紳士の秘密
今日は、色白で華奢で紳士なおじいちゃんのお宅へ訪問しました。
このおじいちゃんはヘルパーにも優しく部屋も綺麗に整頓されておりなーんの問題もない方。
…と思っていたのです。今日までは!!
しかし事件は起きたのです。
クニ「おじいちゃん、こんにちはー」
おじ「ううん…」
あれ?
いつも穏やかに挨拶してくれるおじいちゃんがベッドに横になり壁側に顔をそむけたまま小さな声でこたえました。
クニ「おじいちゃん、あのう…」
ハッ!!w(゚ロ゚;
そっとおじいちゃんの顔をのぞき込むと普段色白の端正な顔が土色っぽくなっていて表情も何もないのです。
クニ「大丈夫ですか!?どこか具合悪いんですか?」
おじ「うう…あろ…だいひょうぶ…だいひょうぶだから……」
おじいちゃんろれつが回ってません。
まさか…脳梗塞!?
サーッと血の気が引きました。
おじ「いひの…このままれいひんだから…あのぉ…そうじひてくらさい…」
おじいちゃん…!普段通りの丁寧な口調で伝えてくれるのに。まるで別人!
でもこんな非常事態でも心配をかけないよう気丈に優しく振る舞おうとしてくれてる紳士魂。(:_;)
これはやっぱりただごとじゃないと思いました。
でもここで大騒ぎするとおじいちゃんがショックを受けるかもしれない。
どうしよう…とりあえず事務所に連絡してみよう!

■ **指示 1**
本文「紳士の秘密」で、おじいちゃんの顔をのぞき込んだとき、ふだん色白の顔はどうなっていましたか。
■ **指示 2**
本文「紳士の秘密」の「クニ「おじいちゃん、あのう…」」から「おじいちゃん…!普段通りの丁寧な口調で伝えてくれるのに。まるで別人!」までを、一字も変えずに打ち直してください。
■ **指示 3**
本文「紳士の秘密」の「これはやっぱりただごとじゃないと思いました。」という文を英語に訳してください。

[輪郭アノテーションの記録]
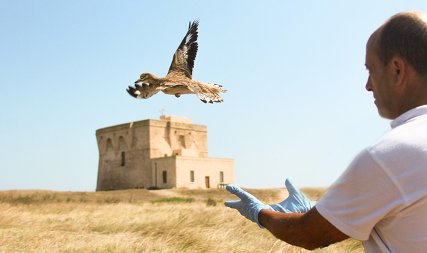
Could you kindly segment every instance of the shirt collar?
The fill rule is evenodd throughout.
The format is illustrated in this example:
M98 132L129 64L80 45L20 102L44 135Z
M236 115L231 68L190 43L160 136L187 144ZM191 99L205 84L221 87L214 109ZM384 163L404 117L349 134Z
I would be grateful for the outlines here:
M418 107L410 109L390 122L390 125L391 126L391 129L394 129L413 118L424 114L427 114L427 105L419 106Z

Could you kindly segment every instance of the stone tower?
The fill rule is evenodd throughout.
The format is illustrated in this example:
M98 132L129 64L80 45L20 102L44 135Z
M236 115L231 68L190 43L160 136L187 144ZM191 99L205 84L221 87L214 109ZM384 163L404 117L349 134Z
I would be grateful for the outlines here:
M234 161L208 157L206 126L162 116L96 131L97 191L134 188L206 189L234 183Z

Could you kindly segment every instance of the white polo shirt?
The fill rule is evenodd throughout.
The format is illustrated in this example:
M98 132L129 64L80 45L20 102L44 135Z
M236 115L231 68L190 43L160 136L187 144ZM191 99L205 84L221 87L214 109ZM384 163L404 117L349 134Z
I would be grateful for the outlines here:
M427 252L427 105L391 124L315 207L367 252Z

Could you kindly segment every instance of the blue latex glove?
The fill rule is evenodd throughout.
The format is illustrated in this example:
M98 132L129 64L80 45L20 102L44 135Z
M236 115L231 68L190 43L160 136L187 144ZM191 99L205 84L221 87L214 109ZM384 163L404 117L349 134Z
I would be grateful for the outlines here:
M265 228L263 225L260 224L258 220L258 215L262 209L275 210L271 207L263 204L252 194L248 194L238 186L228 185L225 189L230 194L234 194L240 198L240 200L225 201L224 203L225 207L236 209L240 214L247 219L256 222L260 228Z
M308 211L316 204L315 201L310 200L295 187L292 178L287 178L284 185L289 192L289 196L278 204L271 205L276 212L303 213Z

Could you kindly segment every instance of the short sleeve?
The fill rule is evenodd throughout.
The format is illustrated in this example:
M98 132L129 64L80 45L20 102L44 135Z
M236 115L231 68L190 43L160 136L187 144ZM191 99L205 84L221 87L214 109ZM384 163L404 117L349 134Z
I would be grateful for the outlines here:
M376 224L404 205L402 194L367 150L316 203L316 209L341 232L367 240Z

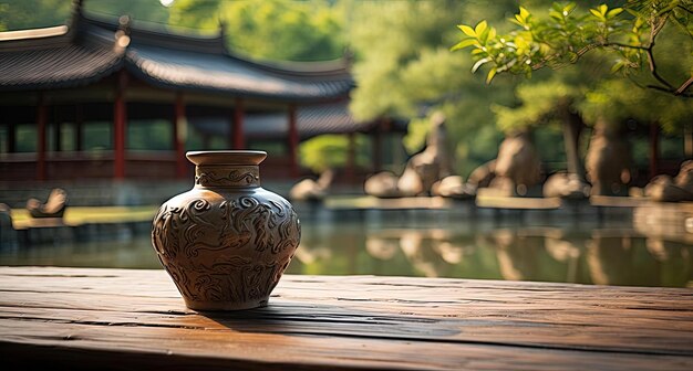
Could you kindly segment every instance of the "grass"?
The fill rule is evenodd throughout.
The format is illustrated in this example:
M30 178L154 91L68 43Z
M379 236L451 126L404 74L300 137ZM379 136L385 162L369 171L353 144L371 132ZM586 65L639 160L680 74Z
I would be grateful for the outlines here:
M66 225L90 223L147 222L154 219L158 205L145 206L68 206L63 216ZM35 221L25 209L12 209L15 229L31 226Z

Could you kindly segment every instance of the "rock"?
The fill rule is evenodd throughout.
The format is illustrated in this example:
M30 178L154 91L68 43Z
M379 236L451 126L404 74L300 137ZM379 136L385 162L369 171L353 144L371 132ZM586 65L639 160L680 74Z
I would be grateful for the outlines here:
M693 160L684 161L675 178L666 174L652 178L644 194L658 202L693 201Z
M546 180L542 193L547 198L580 200L590 195L590 187L578 174L560 171Z
M393 172L381 171L365 180L363 183L363 190L366 194L377 198L400 197L397 181L399 178Z

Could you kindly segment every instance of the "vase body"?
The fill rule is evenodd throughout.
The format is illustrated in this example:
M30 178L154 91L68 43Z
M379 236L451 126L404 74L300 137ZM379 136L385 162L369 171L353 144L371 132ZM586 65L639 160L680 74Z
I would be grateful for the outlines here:
M293 257L301 230L291 204L260 187L261 151L188 152L195 187L166 201L152 244L198 310L267 305Z

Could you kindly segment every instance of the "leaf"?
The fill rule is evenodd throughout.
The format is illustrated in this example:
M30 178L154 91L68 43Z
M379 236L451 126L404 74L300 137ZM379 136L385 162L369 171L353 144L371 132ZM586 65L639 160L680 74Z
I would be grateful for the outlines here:
M468 26L466 24L459 24L459 25L457 25L457 28L459 30L462 30L462 32L464 32L467 36L476 38L476 32L474 32L473 28L470 28L470 26Z
M463 41L458 42L457 44L455 44L455 45L454 45L453 47L451 47L449 50L451 50L452 52L454 52L454 51L456 51L456 50L465 49L465 47L472 46L472 45L474 45L474 44L476 44L476 39L472 39L472 38L469 38L469 39L465 39L465 40L463 40Z
M472 66L472 73L475 73L476 70L478 70L482 65L484 65L484 63L487 63L488 61L490 61L489 59L482 59L476 61L476 63L474 64L474 66Z
M486 84L490 84L490 81L494 80L494 76L496 76L496 67L493 67L488 71L488 75L486 75Z
M617 73L623 70L624 66L625 66L625 63L623 63L623 61L619 61L611 66L611 73Z
M599 18L602 21L606 20L604 15L600 13L597 9L590 9L590 13L592 13L592 15Z
M611 19L623 12L623 8L613 8L607 13L607 18Z
M526 20L526 19L527 19L527 17L529 17L529 11L528 11L527 9L525 9L524 7L520 7L520 13L519 13L519 17L520 17L523 20Z
M494 40L494 39L496 39L496 29L489 28L487 40Z
M566 7L563 8L563 13L570 13L572 12L572 10L577 7L577 4L575 2L569 2L568 4L566 4Z
M487 25L486 21L480 21L474 29L474 32L476 32L477 35L480 35L484 31L486 31Z

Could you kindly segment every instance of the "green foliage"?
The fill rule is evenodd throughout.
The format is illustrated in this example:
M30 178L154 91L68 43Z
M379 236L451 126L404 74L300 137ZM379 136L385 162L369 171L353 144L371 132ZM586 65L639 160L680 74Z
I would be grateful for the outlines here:
M135 21L163 24L168 21L168 9L158 0L86 0L83 8L102 17L130 15Z
M355 165L366 167L368 140L362 135L355 135ZM327 169L344 168L348 162L349 137L346 135L322 135L307 140L300 147L301 166L320 173Z
M325 1L178 0L170 23L203 30L226 25L229 47L258 59L324 61L341 57L340 8Z
M546 14L524 7L510 20L516 30L498 34L483 20L475 26L459 24L463 39L452 50L470 47L476 63L472 72L488 64L486 81L508 72L530 76L545 66L575 63L591 50L614 55L611 71L640 77L643 68L651 77L644 85L673 95L693 96L693 59L683 56L678 66L684 72L674 77L658 70L661 57L655 51L660 33L668 24L684 35L684 46L693 41L693 0L631 0L623 7L600 4L588 12L575 3L554 3ZM675 75L675 74L674 74Z
M496 156L500 134L490 103L511 105L514 78L485 86L478 76L461 73L472 59L449 53L456 39L449 30L458 18L501 20L515 1L360 1L351 11L350 44L355 53L356 89L351 110L360 120L406 117L404 145L420 150L428 131L427 114L447 117L456 170L468 173ZM488 140L488 141L485 141Z
M25 30L65 24L71 1L15 0L0 2L0 31Z

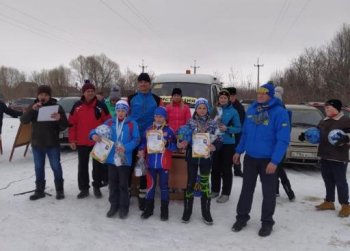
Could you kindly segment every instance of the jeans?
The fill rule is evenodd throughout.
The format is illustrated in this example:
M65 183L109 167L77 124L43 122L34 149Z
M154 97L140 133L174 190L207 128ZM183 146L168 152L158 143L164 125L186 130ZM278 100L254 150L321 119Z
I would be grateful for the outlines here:
M235 153L235 145L223 145L219 151L215 151L211 171L211 191L219 193L222 180L222 195L230 195L232 189L232 156Z
M321 160L322 178L326 186L326 201L335 200L335 188L338 191L340 204L349 204L349 186L346 180L348 163L332 160Z
M247 222L250 219L249 213L252 208L256 180L259 175L263 192L261 222L266 225L273 225L275 223L272 217L276 207L277 173L266 173L266 167L269 162L270 159L257 159L245 155L243 162L243 184L237 204L236 219L238 221Z
M89 177L89 160L92 146L78 146L78 186L79 190L88 190L90 188ZM105 173L108 171L106 165L101 164L97 160L92 160L92 186L100 188L102 181L106 177Z
M32 146L36 182L45 181L45 158L49 158L55 181L63 181L61 153L59 147Z

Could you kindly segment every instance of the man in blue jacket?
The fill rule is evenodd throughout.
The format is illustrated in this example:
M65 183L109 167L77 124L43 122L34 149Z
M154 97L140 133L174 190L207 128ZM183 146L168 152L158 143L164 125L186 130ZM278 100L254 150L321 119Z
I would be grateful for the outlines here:
M147 73L141 73L137 78L137 92L128 97L130 106L129 118L136 121L140 135L153 124L154 111L161 105L161 98L151 92L151 78ZM137 150L133 152L132 169L135 167ZM131 184L131 182L129 183ZM139 208L145 209L147 191L146 176L140 177Z
M245 152L242 191L232 231L242 230L250 219L249 213L259 175L263 192L262 226L259 230L262 237L271 234L275 223L273 214L276 207L276 169L290 141L288 112L274 94L272 83L264 84L257 90L257 101L248 108L242 138L233 156L233 161L238 163L240 155Z

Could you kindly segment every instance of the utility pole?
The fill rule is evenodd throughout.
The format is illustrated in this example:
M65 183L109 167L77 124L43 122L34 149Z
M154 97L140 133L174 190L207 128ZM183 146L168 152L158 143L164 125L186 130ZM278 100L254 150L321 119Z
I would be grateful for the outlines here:
M259 58L258 58L258 63L254 65L255 67L258 67L258 81L256 83L256 88L259 88L259 76L260 76L260 67L263 67L264 65L263 64L259 64Z
M147 65L145 65L145 62L143 59L142 59L142 65L139 65L139 67L142 69L142 73L144 73L145 69L147 68Z
M194 64L193 66L191 66L191 68L193 68L193 73L196 74L197 73L197 69L200 68L199 66L196 65L197 60L194 60Z

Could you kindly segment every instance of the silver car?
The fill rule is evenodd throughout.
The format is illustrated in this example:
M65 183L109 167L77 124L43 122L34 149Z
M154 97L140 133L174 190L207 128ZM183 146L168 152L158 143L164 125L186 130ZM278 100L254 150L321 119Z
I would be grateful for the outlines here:
M292 132L284 163L318 165L318 145L301 142L298 137L309 127L316 127L324 115L317 108L307 105L286 105L286 108L292 112Z

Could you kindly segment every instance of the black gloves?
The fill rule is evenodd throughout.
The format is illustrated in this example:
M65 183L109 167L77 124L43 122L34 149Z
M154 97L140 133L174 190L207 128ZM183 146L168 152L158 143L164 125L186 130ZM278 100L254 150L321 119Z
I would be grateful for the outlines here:
M302 142L305 141L305 140L306 140L306 138L305 138L305 133L304 133L304 132L300 133L298 139L299 139L300 141L302 141Z
M341 145L349 143L350 139L349 139L348 135L344 135L344 134L338 132L337 136L339 137L339 139L338 139L337 143L335 143L335 146L341 146Z

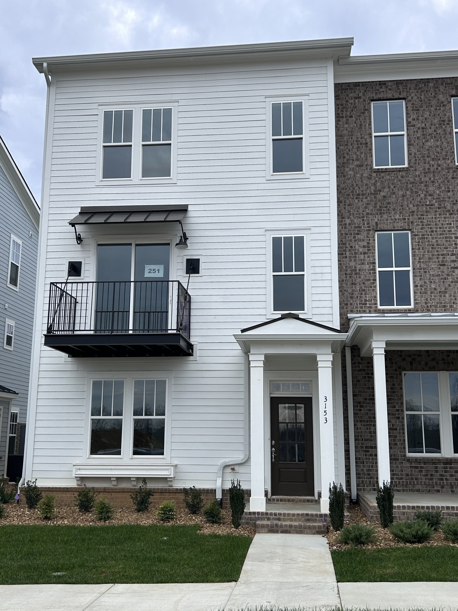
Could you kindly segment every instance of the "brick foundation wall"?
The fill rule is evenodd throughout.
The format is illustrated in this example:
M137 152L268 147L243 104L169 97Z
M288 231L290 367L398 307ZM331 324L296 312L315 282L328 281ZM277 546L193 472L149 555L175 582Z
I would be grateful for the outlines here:
M90 488L91 486L89 486ZM46 494L52 494L56 498L56 504L59 507L74 507L76 500L76 495L79 490L82 489L82 486L40 486L40 489L45 496ZM122 487L122 486L93 486L94 489L98 493L98 499L106 498L114 507L133 507L132 499L130 495L133 492L138 489L134 487ZM154 488L150 486L153 491L154 496L151 499L151 507L154 508L158 507L162 501L172 500L175 503L177 509L184 509L184 499L183 497L183 488ZM201 488L200 493L203 498L204 505L208 505L211 501L216 498L216 490L214 488ZM223 489L223 508L229 508L229 490ZM251 494L250 490L245 491L245 500L249 499ZM24 496L24 488L21 488L20 495L20 505L25 505L26 501Z
M458 492L458 458L405 455L403 371L458 371L458 351L387 350L387 400L391 481L399 492ZM356 478L358 491L377 488L377 443L372 357L352 348ZM344 413L347 411L344 409ZM347 441L346 441L346 452Z

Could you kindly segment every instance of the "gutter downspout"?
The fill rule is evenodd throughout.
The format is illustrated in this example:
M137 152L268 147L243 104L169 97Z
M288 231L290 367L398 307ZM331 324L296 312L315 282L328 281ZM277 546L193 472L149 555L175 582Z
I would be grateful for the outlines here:
M249 410L250 404L249 401L249 356L248 354L244 354L244 375L243 375L243 404L244 404L244 419L243 419L243 438L244 438L244 453L241 458L233 458L231 460L224 460L220 463L218 470L216 472L216 498L219 502L219 504L222 505L223 493L222 493L222 480L223 470L225 467L229 465L242 464L248 460L250 453L250 441L249 441Z
M350 444L350 488L352 500L356 501L356 458L355 456L355 425L353 419L353 381L352 380L352 349L345 346L345 368L347 373L347 406L348 436Z
M46 161L46 143L48 142L48 115L49 112L49 92L51 90L51 77L49 76L49 73L48 71L48 64L46 62L43 62L43 73L45 75L45 79L46 82L46 105L45 111L45 138L44 138L44 144L43 144L43 169L42 170L42 199L40 200L40 226L38 227L38 249L37 251L37 276L35 278L35 307L34 309L34 335L35 332L35 324L37 320L37 307L38 306L38 276L40 271L40 253L42 249L42 240L43 232L42 231L42 218L41 218L41 211L43 210L43 202L45 198L45 163ZM29 422L29 415L31 413L31 397L32 396L32 371L33 371L33 356L34 356L34 342L32 342L32 351L31 353L31 368L30 368L30 374L29 376L29 396L27 398L27 443L25 444L25 447L24 448L24 462L23 463L22 467L22 477L19 481L18 484L18 491L16 494L17 497L16 500L18 503L19 503L19 489L21 486L23 485L24 482L26 481L26 466L27 464L27 448L29 447L29 436L31 435L31 423ZM35 425L34 424L34 429L35 429ZM34 434L35 434L35 431L34 430ZM16 497L15 497L16 498Z

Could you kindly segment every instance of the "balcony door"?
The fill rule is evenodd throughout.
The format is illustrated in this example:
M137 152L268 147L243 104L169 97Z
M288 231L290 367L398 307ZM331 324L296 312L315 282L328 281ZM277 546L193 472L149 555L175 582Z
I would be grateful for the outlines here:
M170 244L98 246L96 332L167 332L170 251Z

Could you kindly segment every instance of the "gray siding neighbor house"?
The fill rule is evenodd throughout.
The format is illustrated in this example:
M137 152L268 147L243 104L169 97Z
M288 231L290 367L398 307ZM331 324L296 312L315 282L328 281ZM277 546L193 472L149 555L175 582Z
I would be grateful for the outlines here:
M0 137L0 478L22 474L40 208Z

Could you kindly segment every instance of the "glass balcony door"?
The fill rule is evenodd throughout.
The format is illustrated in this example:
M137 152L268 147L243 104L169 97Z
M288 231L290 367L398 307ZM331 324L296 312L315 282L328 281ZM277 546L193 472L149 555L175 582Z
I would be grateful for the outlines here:
M168 243L98 246L96 333L167 332L170 258Z

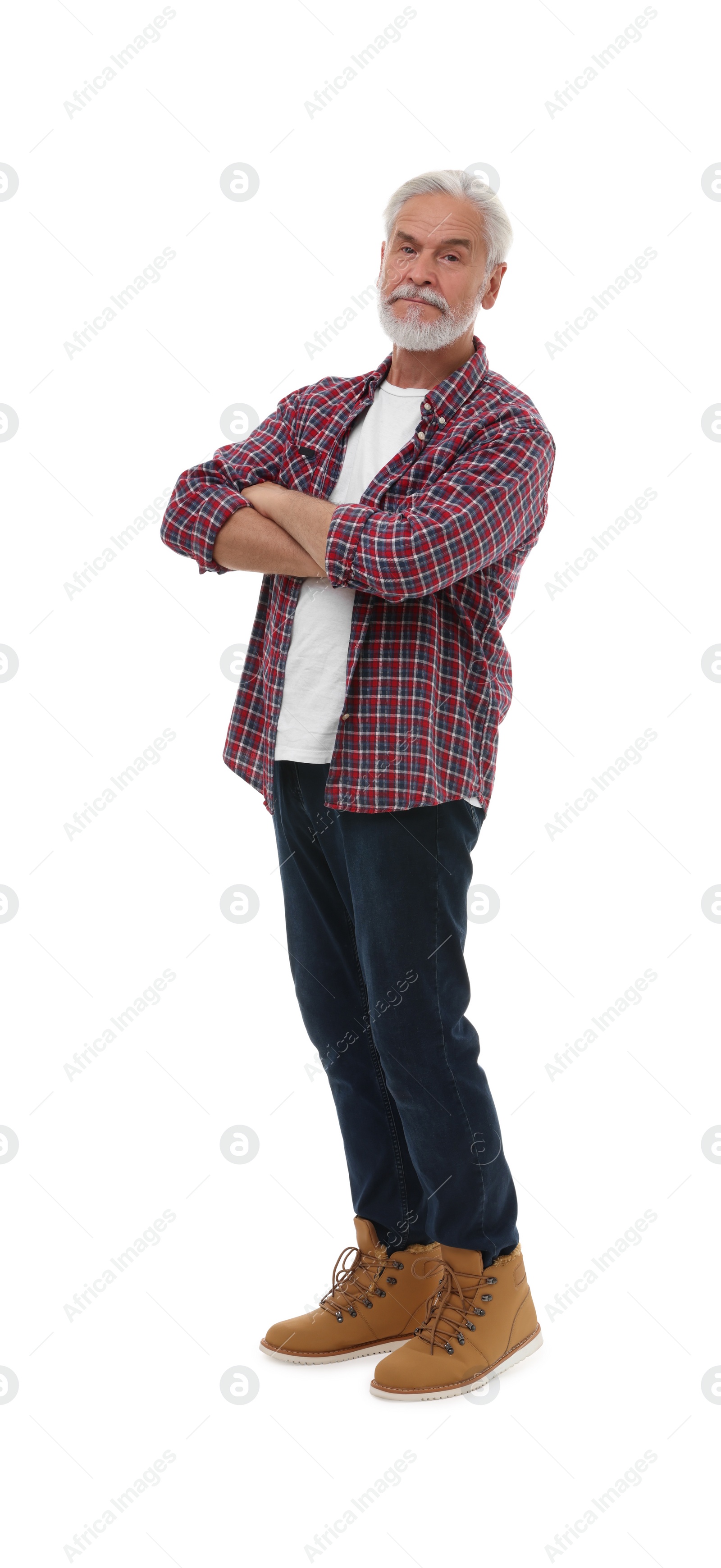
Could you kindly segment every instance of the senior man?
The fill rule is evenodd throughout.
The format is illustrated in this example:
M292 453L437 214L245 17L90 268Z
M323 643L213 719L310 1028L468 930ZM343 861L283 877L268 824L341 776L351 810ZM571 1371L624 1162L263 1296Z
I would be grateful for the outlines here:
M356 1247L276 1361L390 1355L371 1391L445 1399L541 1345L511 1173L466 1016L472 851L511 701L502 640L553 441L473 336L511 226L442 169L390 198L392 354L282 398L180 477L163 539L263 572L226 742L277 839L290 969L328 1073Z

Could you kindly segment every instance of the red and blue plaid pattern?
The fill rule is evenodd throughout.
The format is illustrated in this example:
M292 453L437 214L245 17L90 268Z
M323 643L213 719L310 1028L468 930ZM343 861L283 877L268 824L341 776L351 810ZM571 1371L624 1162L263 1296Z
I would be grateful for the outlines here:
M511 702L500 629L547 513L555 447L525 394L487 368L483 343L428 392L412 441L357 505L339 505L326 547L335 586L356 588L346 699L326 806L408 811L462 795L487 808L498 724ZM201 569L218 530L273 480L328 499L371 375L324 376L281 398L238 445L180 475L161 538ZM273 757L301 579L265 575L224 759L273 811Z

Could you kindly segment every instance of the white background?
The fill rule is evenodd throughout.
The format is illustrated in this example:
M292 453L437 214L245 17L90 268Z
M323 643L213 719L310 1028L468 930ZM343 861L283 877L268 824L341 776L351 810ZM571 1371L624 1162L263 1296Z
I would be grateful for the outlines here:
M561 0L560 0L561 6ZM641 9L641 8L639 8ZM650 8L649 8L650 9ZM180 1568L408 1559L533 1565L571 1552L671 1568L710 1544L721 1356L708 1250L721 1115L707 980L721 930L721 685L712 505L721 448L710 348L721 204L710 13L660 5L560 113L556 89L633 22L629 5L417 6L346 89L313 93L393 6L180 0L155 44L69 116L64 102L152 20L77 0L5 22L0 445L5 591L0 881L3 1557ZM260 177L248 202L219 176ZM475 875L500 895L470 924L470 1016L520 1200L544 1350L486 1403L373 1400L371 1361L279 1367L268 1322L303 1311L353 1239L332 1102L292 989L273 823L223 764L254 575L204 575L150 524L88 585L64 583L223 444L234 400L277 397L387 353L375 306L313 358L306 342L378 271L390 191L473 160L500 174L511 265L478 332L558 445L549 519L508 624L516 699ZM168 246L176 259L72 358L67 340ZM657 257L561 353L545 343L644 248ZM563 593L555 572L646 488L657 499ZM176 739L72 839L64 823L163 729ZM567 800L644 729L657 739L563 834ZM234 878L260 900L227 922ZM82 1073L86 1041L163 969L176 978ZM583 1055L547 1063L644 969L657 974ZM260 1140L234 1165L221 1134ZM163 1209L176 1214L103 1295L64 1303ZM578 1300L558 1292L644 1210L657 1218ZM234 1405L223 1372L255 1370ZM163 1450L176 1458L78 1555ZM404 1450L415 1460L339 1538L304 1548ZM556 1534L650 1450L586 1534ZM718 1460L716 1460L718 1463ZM392 1494L390 1494L392 1493ZM116 1510L118 1512L118 1510ZM357 1512L357 1510L353 1510Z

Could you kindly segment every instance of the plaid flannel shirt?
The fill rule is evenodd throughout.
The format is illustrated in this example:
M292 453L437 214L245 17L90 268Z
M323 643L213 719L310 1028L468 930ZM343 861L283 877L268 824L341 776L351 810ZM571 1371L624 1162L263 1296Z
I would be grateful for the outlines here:
M483 343L428 392L420 422L360 502L332 513L326 572L356 590L346 693L326 806L408 811L478 795L487 808L511 702L500 629L547 513L555 447L525 394L487 368ZM281 398L237 445L180 475L161 538L213 561L246 485L328 499L348 431L390 368L324 376ZM273 757L299 577L263 575L224 760L273 812Z

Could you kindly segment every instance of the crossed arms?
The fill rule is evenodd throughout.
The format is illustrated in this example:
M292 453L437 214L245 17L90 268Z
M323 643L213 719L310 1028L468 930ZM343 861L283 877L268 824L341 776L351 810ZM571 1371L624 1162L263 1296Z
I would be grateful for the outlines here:
M248 505L234 511L215 541L218 566L288 577L326 575L332 502L273 483L248 485L240 497Z

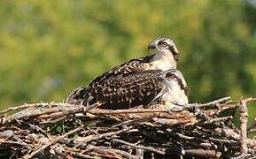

■ **答え 1**
土色っぽくなっていて、表情も何もありませんでした。

■ **答え 2**
クニ「おじいちゃん、あのう…」
ハッ!!w(゚ロ゚;
そっとおじいちゃんの顔をのぞき込むと普段色白の端正な顔が土色っぽくなっていて表情も何もないのです。
クニ「大丈夫ですか!?どこか具合悪いんですか?」
おじ「うう…あろ…だいひょうぶ…だいひょうぶだから……」
おじいちゃんろれつが回ってません。
まさか…脳梗塞!?
サーッと血の気が引きました。
おじ「いひの…このままれいひんだから…あのぉ…そうじひてくらさい…」
おじいちゃん…!普段通りの丁寧な口調で伝えてくれるのに。まるで別人!

■ **答え 3**
I thought that this really was no ordinary matter.